# Given instruction
Reproduce the lines below word for word, starting with the line that contains "If any dog's muzzle" and continuing through the line that contains "[41,49,58,67]".

# Extracted material
^^^^^^^^

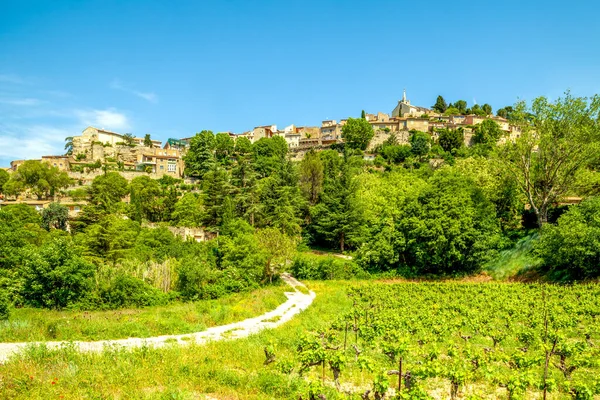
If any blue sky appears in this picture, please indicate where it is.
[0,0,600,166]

^^^^^^^^

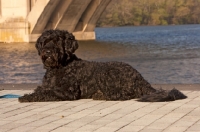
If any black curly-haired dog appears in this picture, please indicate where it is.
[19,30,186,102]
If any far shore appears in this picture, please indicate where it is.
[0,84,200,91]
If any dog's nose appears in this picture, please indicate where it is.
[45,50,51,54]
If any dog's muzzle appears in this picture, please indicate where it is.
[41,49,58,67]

^^^^^^^^

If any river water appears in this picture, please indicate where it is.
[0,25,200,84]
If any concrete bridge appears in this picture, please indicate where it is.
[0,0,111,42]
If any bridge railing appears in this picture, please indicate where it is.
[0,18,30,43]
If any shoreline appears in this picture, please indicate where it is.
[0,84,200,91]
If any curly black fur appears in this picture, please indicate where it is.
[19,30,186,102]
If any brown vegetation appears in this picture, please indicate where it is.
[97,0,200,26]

^^^^^^^^

# Response to this exercise
If any dog's muzzle appears in this picture, please indicate where it is.
[41,49,58,67]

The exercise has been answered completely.